Stated exercise: Reproduce the rows starting with the line containing "Query: wristband" and continuing through the line containing "M91 120L91 119L92", both included, copying each one exactly.

Annotation records:
- - -
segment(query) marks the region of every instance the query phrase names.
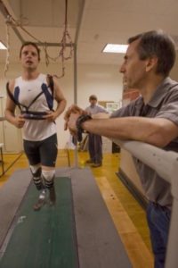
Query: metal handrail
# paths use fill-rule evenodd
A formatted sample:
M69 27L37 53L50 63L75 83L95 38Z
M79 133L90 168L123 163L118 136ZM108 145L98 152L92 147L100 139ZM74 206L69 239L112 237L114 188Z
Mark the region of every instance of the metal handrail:
M171 184L173 208L166 250L166 268L178 267L178 154L165 151L152 145L140 141L113 141L127 150L134 156L156 171L165 180Z

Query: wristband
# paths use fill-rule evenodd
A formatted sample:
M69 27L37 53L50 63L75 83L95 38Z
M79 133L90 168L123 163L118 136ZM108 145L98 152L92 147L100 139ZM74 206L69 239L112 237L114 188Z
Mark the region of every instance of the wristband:
M91 120L91 119L92 119L92 117L89 114L82 114L77 118L77 120L76 121L76 126L77 126L77 140L79 142L82 141L82 133L84 132L84 129L82 128L82 124L85 121L88 121L88 120Z

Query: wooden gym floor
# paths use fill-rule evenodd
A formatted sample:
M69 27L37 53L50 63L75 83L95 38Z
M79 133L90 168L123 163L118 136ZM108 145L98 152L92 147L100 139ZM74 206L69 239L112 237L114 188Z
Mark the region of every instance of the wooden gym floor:
M78 153L78 163L81 168L85 166L87 157L86 152ZM69 159L73 165L73 151L69 152ZM118 171L119 159L119 154L104 154L102 166L93 168L92 172L133 267L152 268L153 256L145 212L116 175ZM28 167L24 154L4 155L4 170L8 170L0 178L0 187L3 187L14 171ZM56 166L65 167L68 163L67 152L59 150Z

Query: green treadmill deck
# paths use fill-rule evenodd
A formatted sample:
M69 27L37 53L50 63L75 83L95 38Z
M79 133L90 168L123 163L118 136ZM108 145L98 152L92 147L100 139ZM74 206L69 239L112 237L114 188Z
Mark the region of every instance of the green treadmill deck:
M78 268L70 179L56 178L55 188L56 205L35 212L38 192L30 184L1 268Z

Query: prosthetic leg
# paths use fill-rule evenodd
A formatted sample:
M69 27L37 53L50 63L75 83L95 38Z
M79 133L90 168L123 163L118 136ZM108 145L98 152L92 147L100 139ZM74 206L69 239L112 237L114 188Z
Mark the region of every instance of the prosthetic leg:
M49 190L49 201L51 205L55 205L55 201L56 201L54 177L55 177L55 170L42 171L42 178L45 188Z
M40 191L37 202L34 205L34 210L40 210L41 207L46 203L46 189L42 180L42 169L40 164L31 165L30 170L33 175L33 181L36 189Z

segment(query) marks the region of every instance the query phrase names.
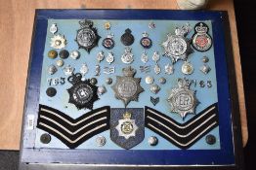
- - -
Result of the task:
Query: wristband
# paths use fill-rule evenodd
A formatted sample:
M69 27L37 53L50 63L75 83L95 38Z
M79 133L90 168L123 163L118 136ZM108 145L98 152L92 147L100 139ZM74 206L69 239L112 237L114 188Z
Mark the region of every instance of the wristband:
M91 120L91 119L92 119L92 117L89 114L82 114L77 118L77 120L76 121L76 126L77 126L77 140L79 142L82 141L82 133L84 132L84 129L82 128L82 124L85 121L88 121L88 120Z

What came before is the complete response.